→ **Extrait à lire**
>>>

Bien que la loi autorisant le gouvernement à légiférer dans cette matièreprécise que le futur texte aura pour objet de « moderniser et simplifier » l’octroi des autorisations domaniales, nombreux sont ceux qui craignent l’instauration d’une insécurité juridique.
L’objet de la préoccupation concerne l’organisation d’une mise en concurrence préalable à la conclusion de toute convention d’occupation du domaine public ou à son renouvellement. Au caractère aléatoire du résultat de la procédure s’ajoute la précarité des autorisations domaniales. Quelles sont les garanties offertes aux entreprises de manutention afin de protéger la pérennité de leurs activités?
La convention d’occupation du domaine public constitue un contrat administratif mettant à la disposition des entreprises de manutention une partie des quais et terre-pleins d’un port. Pour sa part, l’entrepreneur conclut avec les armateurs ou des chargeurs des contrats de droit privé en vue de la fourniture de prestations de service de plus ou moins longue durée.
Le renouvellement d’un contrat donne lieu à un nouvel acte juridiquement indépendant du précédent. Dès lors qu’un texte impose une mise en concurrence en vue de l’octroi d’une autorisation domaniale, la même procédure doit être suivie lors du renouvellement du contrat. C’est-à-dire que le titulaire d’une autorisation d’occupation du domaine public ne bénéficie pas d’un droit à son renouvellement. Ce principe a depuis longtemps été énoncé par la jurisprudence. En revanche, l’obligation de sélection des candidats lors du renouvellement éventuel du contrat est susceptible de résulter de la future ordonnance.
À défaut de renouvellement ou de la résiliation du contrat d’occupation du domaine public portuaire, le contrat conclu entre le manutentionnaire et son client deviendra caduc. Il y a donc bien interdépendance des contrats, situation qui n’est envisagée aujourd’hui par aucun texte législatif ou réglementaire.

<<<

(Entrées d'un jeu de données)
>>>

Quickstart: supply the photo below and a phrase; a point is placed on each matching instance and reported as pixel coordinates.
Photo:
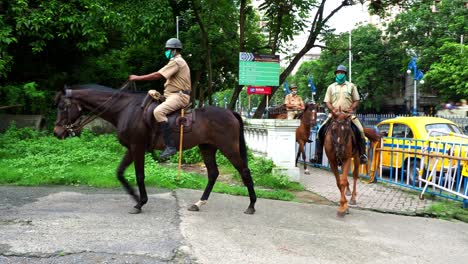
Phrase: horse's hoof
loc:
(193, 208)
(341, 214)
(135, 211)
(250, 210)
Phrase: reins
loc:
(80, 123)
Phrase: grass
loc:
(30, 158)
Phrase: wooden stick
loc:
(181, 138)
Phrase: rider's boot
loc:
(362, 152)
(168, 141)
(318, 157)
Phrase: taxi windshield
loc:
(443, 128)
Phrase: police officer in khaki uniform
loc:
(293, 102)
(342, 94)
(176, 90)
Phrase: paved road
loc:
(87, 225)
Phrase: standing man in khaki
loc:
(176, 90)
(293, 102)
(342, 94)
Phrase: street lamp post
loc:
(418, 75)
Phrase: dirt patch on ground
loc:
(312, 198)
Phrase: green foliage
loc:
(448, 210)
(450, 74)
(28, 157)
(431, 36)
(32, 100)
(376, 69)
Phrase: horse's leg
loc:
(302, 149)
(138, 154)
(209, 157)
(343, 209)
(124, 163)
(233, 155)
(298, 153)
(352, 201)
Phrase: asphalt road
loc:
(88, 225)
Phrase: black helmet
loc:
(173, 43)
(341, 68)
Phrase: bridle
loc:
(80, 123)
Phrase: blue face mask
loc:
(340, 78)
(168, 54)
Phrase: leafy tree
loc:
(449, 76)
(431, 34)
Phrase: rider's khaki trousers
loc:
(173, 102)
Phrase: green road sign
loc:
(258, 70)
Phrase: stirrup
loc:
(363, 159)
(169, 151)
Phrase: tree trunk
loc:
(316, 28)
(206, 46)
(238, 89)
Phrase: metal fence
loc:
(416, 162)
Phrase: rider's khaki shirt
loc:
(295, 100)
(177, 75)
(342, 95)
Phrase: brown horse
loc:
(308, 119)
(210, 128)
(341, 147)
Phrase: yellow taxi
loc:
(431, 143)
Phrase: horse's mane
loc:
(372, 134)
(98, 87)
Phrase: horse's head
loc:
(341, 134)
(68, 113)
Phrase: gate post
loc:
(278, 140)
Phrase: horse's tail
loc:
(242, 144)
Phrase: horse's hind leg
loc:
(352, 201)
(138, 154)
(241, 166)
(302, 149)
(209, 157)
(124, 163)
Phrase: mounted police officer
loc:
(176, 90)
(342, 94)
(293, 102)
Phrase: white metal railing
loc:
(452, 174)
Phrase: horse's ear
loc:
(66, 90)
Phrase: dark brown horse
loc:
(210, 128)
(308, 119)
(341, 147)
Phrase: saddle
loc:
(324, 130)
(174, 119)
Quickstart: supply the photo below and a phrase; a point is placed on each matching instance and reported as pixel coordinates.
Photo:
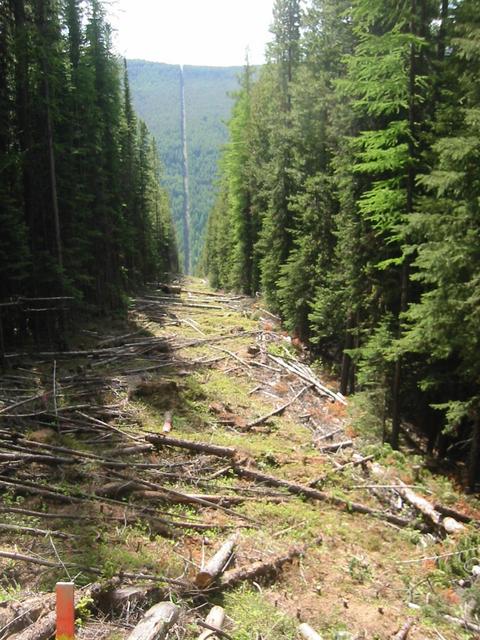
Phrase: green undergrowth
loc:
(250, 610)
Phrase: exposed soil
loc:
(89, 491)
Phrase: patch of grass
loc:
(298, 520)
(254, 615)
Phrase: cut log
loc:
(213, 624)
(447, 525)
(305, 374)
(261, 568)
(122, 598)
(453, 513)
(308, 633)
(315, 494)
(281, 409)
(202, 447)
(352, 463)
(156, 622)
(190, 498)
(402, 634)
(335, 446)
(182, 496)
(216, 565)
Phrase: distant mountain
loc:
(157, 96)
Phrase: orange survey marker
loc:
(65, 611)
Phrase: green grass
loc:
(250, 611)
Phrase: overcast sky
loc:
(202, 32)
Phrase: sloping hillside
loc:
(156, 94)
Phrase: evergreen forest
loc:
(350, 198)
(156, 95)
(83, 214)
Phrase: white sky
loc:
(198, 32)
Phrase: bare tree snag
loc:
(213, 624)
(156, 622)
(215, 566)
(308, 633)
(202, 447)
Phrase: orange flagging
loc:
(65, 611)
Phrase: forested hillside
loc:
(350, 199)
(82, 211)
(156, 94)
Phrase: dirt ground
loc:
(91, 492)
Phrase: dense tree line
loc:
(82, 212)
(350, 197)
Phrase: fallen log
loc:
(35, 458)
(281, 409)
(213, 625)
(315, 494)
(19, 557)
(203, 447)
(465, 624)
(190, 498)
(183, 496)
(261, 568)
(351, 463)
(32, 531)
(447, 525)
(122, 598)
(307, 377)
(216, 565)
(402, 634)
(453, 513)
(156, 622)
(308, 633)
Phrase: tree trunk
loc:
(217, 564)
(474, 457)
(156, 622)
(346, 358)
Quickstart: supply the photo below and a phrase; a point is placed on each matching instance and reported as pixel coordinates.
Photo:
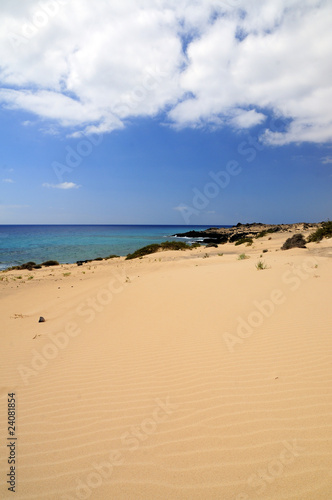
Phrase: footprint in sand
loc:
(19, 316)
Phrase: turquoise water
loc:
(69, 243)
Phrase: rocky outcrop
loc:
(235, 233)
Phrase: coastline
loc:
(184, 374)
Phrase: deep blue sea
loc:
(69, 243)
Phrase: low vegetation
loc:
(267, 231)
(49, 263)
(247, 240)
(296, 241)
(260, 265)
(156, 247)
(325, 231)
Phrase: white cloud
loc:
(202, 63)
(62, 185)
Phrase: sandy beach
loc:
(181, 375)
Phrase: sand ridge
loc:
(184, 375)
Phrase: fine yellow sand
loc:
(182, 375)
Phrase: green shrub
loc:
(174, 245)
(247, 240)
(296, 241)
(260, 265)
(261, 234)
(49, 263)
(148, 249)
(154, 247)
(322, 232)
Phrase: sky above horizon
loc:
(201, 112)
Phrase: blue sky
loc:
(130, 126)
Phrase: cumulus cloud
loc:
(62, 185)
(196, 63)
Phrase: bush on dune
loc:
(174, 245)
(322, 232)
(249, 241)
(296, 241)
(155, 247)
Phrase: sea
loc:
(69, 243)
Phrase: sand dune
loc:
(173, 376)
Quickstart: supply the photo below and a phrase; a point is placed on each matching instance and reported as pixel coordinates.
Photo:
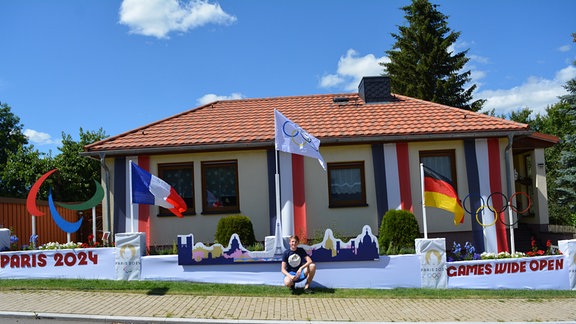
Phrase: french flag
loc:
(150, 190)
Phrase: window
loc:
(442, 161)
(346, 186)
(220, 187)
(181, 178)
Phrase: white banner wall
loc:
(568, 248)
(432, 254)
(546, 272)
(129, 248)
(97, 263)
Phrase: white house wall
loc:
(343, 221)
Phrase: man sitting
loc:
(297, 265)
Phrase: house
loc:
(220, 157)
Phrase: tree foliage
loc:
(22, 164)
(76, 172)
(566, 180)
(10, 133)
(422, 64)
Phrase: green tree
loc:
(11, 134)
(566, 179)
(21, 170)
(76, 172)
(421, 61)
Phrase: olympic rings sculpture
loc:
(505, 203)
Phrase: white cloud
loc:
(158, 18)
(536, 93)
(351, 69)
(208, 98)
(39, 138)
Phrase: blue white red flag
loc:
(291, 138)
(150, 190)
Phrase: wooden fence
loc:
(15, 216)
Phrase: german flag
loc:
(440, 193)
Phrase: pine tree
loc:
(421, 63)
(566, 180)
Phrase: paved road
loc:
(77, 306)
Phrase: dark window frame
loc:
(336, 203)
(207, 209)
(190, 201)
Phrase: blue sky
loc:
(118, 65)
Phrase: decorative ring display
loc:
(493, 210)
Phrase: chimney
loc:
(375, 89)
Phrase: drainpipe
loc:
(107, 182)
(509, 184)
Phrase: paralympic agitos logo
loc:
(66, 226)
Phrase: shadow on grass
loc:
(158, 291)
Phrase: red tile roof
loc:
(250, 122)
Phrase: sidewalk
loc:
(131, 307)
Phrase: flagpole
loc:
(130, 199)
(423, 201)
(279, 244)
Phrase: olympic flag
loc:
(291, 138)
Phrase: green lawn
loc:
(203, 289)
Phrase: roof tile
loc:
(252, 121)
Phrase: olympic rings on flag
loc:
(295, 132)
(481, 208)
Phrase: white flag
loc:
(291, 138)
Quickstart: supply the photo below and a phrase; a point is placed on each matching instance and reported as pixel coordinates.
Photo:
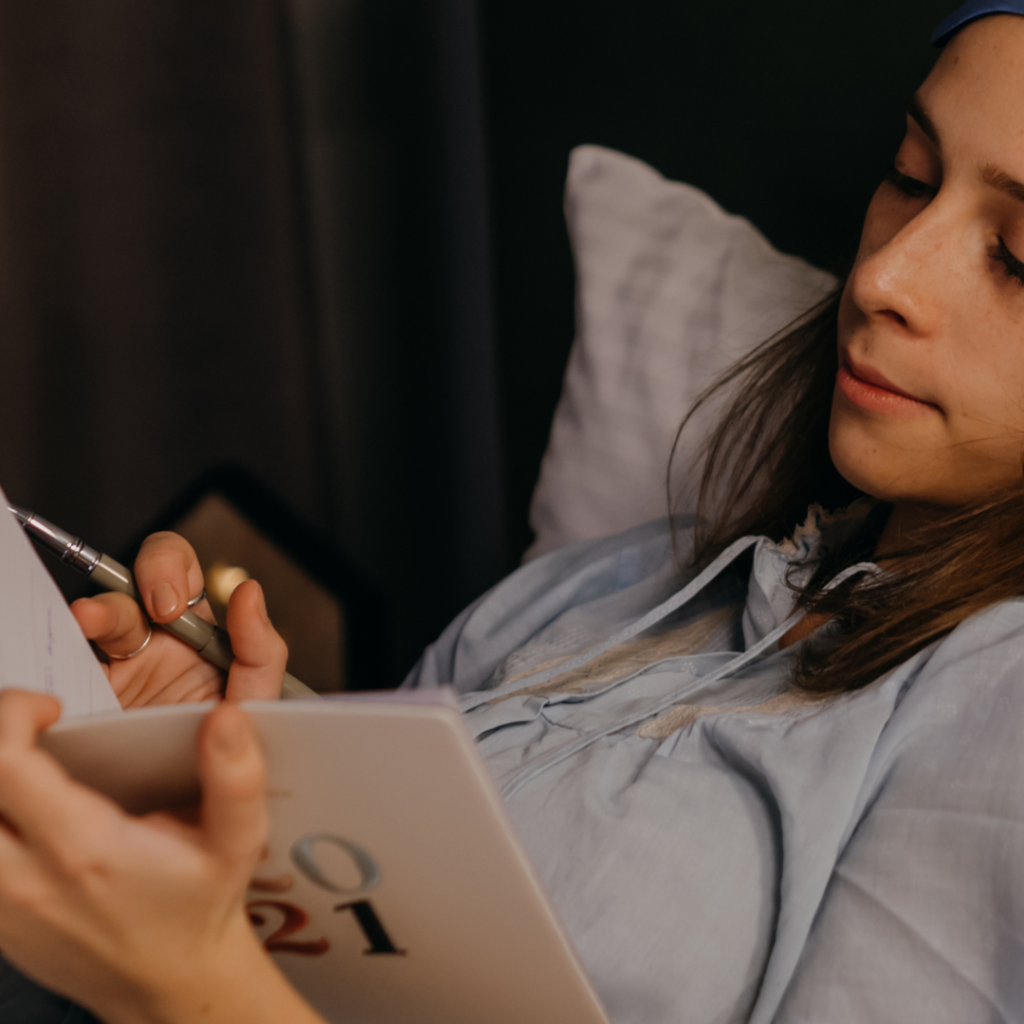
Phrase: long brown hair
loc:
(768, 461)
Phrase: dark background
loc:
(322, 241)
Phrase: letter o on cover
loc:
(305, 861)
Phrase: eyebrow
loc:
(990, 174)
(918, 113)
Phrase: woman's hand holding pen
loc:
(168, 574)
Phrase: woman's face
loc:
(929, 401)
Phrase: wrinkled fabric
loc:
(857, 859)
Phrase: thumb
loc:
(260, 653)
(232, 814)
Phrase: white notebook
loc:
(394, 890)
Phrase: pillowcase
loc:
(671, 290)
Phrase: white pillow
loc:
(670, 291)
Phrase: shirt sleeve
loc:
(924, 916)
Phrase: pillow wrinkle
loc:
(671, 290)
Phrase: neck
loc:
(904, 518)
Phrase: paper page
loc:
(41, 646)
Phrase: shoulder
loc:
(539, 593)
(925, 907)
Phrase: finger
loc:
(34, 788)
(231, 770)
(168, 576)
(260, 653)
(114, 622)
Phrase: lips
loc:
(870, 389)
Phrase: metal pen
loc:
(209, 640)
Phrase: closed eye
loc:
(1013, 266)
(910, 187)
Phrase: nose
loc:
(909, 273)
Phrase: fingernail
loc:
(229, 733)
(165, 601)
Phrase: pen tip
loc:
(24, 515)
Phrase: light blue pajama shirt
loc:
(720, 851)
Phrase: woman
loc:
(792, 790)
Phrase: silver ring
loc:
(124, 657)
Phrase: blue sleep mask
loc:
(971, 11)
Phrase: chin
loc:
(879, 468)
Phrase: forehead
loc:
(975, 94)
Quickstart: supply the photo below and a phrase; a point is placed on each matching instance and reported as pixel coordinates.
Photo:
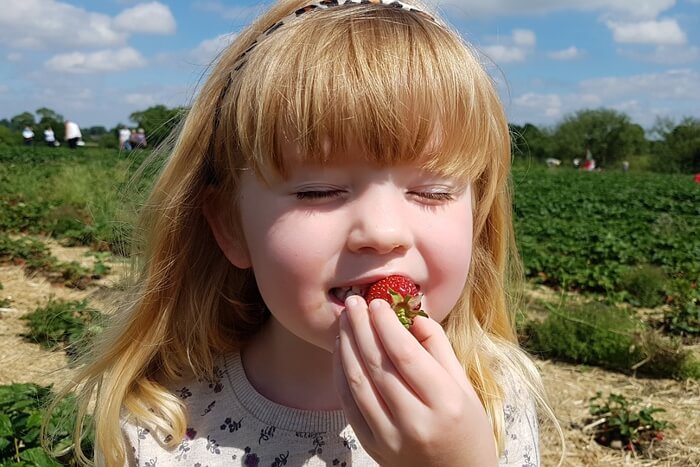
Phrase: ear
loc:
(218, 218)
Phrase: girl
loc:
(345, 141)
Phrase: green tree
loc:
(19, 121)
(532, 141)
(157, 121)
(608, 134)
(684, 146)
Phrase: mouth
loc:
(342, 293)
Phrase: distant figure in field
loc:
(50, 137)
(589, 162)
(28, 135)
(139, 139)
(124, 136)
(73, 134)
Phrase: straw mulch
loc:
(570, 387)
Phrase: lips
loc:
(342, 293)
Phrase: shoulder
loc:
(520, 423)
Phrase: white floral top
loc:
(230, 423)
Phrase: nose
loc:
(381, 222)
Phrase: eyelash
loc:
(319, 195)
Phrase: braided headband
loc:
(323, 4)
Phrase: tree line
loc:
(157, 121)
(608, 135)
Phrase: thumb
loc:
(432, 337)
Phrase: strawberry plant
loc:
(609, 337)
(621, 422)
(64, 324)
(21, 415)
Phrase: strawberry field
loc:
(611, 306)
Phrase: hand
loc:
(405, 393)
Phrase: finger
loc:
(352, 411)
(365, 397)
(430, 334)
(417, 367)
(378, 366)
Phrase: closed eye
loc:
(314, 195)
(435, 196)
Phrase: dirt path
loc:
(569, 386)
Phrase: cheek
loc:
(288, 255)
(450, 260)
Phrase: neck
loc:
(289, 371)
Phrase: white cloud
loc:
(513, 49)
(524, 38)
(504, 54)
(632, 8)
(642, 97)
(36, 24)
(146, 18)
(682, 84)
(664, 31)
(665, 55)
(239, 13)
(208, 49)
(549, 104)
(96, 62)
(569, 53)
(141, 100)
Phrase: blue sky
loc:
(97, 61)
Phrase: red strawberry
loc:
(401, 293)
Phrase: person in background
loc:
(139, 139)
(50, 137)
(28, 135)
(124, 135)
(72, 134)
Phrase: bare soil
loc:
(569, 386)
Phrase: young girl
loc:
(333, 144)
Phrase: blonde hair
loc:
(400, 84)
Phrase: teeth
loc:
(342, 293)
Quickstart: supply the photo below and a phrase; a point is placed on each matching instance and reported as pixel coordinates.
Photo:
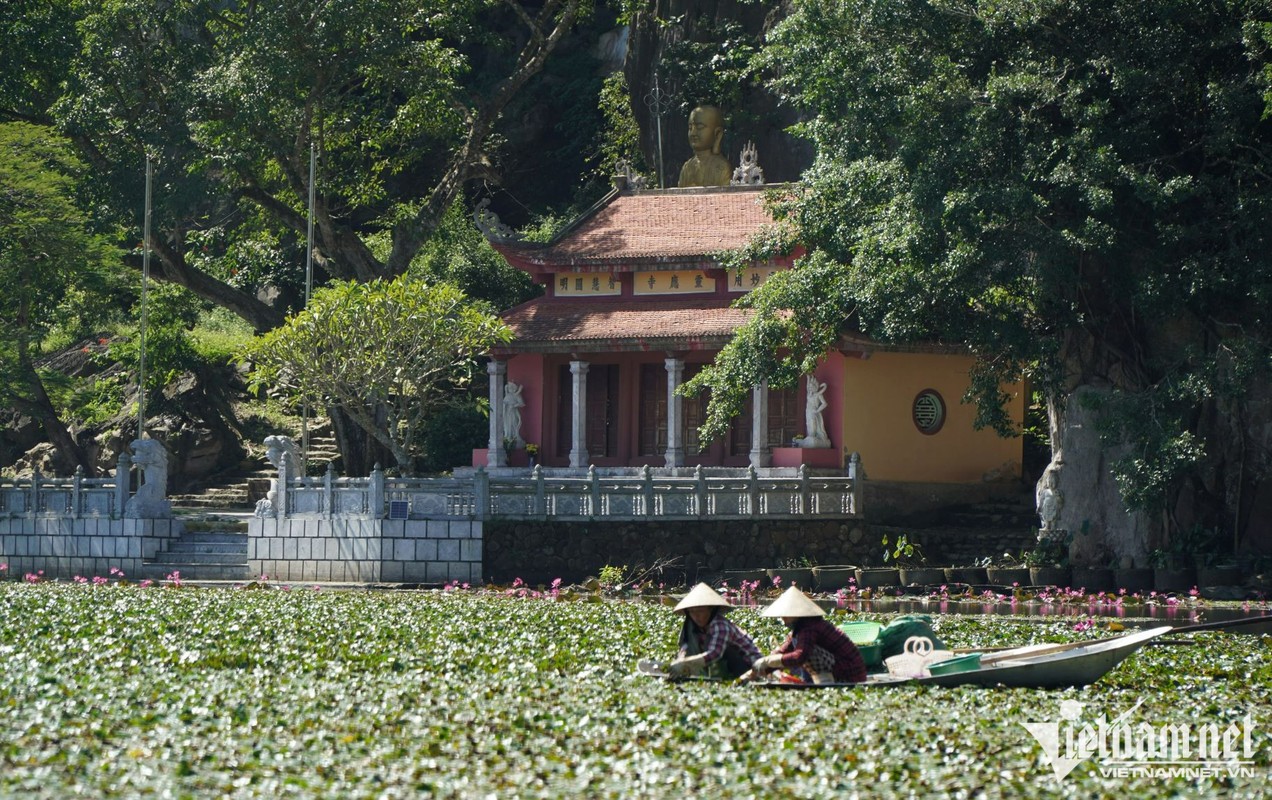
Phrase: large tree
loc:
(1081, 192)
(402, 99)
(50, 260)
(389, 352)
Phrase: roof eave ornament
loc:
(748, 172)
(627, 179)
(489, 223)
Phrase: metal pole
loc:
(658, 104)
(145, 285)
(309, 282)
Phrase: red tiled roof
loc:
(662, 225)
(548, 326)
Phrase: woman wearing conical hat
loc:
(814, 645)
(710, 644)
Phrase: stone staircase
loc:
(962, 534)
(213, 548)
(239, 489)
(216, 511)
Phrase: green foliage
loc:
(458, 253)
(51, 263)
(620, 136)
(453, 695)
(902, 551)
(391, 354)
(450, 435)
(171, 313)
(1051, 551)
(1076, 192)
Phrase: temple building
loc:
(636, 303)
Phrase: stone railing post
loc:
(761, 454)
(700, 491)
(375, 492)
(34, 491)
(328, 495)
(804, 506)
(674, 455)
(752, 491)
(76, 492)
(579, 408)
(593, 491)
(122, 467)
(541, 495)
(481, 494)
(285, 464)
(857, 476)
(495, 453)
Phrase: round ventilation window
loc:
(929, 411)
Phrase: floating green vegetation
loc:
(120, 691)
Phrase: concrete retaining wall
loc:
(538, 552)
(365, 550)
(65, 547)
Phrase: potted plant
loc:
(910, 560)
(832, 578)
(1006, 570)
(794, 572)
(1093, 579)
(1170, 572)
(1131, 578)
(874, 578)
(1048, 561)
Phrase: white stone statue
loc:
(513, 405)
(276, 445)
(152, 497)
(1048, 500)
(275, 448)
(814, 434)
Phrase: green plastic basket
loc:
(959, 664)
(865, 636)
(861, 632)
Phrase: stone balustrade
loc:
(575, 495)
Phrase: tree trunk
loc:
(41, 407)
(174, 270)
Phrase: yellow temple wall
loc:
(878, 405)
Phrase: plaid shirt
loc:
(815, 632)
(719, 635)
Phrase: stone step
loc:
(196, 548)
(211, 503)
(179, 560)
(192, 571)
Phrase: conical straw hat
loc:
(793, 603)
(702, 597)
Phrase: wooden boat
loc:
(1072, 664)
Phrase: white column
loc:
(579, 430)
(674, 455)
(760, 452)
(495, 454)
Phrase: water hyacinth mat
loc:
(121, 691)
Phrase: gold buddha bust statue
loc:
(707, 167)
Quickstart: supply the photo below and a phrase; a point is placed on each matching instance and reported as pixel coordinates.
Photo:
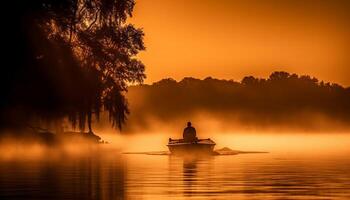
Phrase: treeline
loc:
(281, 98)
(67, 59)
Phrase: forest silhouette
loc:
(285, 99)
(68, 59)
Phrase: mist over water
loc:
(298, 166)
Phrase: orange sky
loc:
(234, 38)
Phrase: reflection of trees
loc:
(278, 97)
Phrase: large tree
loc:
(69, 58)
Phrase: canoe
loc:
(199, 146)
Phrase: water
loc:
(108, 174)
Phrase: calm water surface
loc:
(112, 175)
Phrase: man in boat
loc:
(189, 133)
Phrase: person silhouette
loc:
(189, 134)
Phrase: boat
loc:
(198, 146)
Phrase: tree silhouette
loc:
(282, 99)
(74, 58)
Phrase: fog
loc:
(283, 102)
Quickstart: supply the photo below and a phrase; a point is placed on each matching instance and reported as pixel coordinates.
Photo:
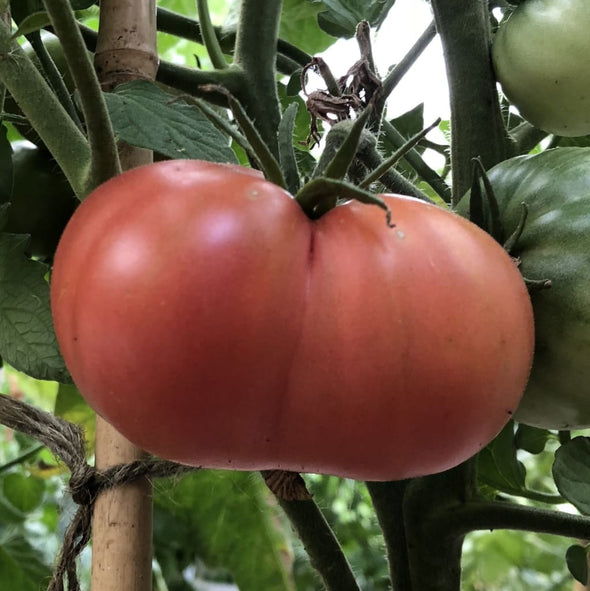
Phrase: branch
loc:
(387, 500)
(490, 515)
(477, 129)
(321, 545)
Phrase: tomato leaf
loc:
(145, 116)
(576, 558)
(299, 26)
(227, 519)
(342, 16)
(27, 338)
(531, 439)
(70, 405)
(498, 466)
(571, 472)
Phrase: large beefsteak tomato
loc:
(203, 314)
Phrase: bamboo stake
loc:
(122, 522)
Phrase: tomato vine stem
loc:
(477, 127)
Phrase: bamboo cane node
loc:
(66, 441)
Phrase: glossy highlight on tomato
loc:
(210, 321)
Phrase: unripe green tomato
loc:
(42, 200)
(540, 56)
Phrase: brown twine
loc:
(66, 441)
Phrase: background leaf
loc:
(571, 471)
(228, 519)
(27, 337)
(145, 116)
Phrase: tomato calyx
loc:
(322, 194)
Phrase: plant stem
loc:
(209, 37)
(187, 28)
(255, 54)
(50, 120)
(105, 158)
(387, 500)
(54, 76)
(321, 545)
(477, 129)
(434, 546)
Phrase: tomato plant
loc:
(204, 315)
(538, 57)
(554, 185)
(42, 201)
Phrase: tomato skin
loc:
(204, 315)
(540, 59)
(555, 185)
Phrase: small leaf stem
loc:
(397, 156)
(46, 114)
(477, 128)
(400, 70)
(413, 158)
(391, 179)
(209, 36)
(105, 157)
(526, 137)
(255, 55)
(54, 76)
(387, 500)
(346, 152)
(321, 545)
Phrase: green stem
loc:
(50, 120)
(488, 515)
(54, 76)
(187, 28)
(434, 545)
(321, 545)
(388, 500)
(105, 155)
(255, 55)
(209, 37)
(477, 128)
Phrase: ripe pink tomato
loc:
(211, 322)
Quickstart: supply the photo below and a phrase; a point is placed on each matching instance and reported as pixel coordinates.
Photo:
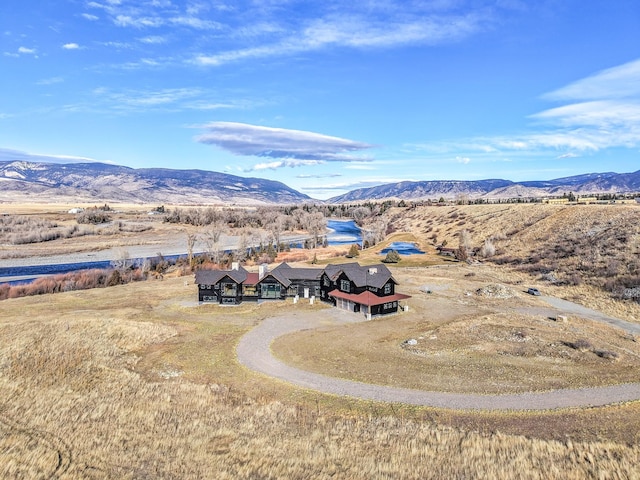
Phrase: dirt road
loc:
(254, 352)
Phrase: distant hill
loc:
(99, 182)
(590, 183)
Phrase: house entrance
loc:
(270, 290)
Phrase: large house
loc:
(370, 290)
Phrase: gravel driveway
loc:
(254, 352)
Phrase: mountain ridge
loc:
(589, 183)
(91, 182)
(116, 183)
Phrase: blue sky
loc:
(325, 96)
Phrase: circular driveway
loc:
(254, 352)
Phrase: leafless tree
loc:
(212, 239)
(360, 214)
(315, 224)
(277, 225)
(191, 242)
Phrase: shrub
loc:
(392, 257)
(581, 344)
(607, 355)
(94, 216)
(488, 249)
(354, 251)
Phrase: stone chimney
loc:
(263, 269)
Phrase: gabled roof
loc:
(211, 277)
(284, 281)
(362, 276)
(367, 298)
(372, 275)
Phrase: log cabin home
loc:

<<<

→ **Tâches de l'exercice**
- A) Réécrivez sous forme de liste le paragraphe de l'extrait qui commence par « Le renouvellement d'un contrat », en conservant ses faits essentiels.
- B) Poursuivez le texte sur l'occupation du domaine public portuaire à la suite de sa dernière phrase.

→ **Réponses par tâche**
- A)
- Le renouvellement d'un contrat donne lieu à un nouvel acte, juridiquement indépendant du précédent.
- Si un texte impose une mise en concurrence pour l'octroi d'une autorisation domaniale, la même procédure s'applique au renouvellement.
- Le titulaire d'une autorisation d'occupation du domaine public n'a donc aucun droit à son renouvellement. La jurisprudence énonce ce principe depuis longtemps.
- La future ordonnance pourrait imposer une sélection des candidats lors d'un éventuel renouvellement.

- B)
Interdépendance des contrats
La jurisprudence judiciaire comprend diverses décisions portant sur l’interdépendance ou la connexité des contrats. Elle énonce le principe selon lequel les clauses inconciliables de contrats interdépendants sont réputées non écrites. On peut être tenté de soutenir que ce principe peut s’appliquer à des contrats de nature juridique différente. Mais l’absence de droit au renouvellement d’une autorisation d’occupation du domaine public portuaire fait partie des règles fondamentales de la domanialité publique et il ne semble pas possible qu’un tel principe s’efface devant des intérêts particuliers.
En réalité, le débat doit porter sur les contours de l’intérêt général. Les intérêts de l’autorité portuaire et ceux des manutentionnaires doivent se concilier. Des concessions réciproques peuvent être consenties par les parties dans le cadre d’un partenariat qui n’est pas expressément défini dans un contrat.
Le Conseil d’État considère que la valorisation du domaine public constitue une opération d’intérêt général. Afin de permettre sa mise en œuvre, il va jusqu’à admettre des dérogations aux principes généraux de la domanialité publique. C’est ainsi qu’à propos de l’implantation de mobiliers urbains sur le domaine public, la Haute juridiction a admis la légalité de l’exonération du paiement de la redevance qui incombe normalement à l’occupant du domaine public, et ce, en raison des aménagements réalisés dans l’intérêt de la population.
Après avoir observé que la valorisation du domaine public portuaire constituait une mission confiée par la loi aux Grands ports maritimes, le Conseil d’État a considéré qu’un établissement public portuaire avait la faculté de choisir le régime juridique d’occupation d’un bassin de radoub. En l’espèce, il pouvait accorder soit une autorisation d’occupation temporaire, soit une concession.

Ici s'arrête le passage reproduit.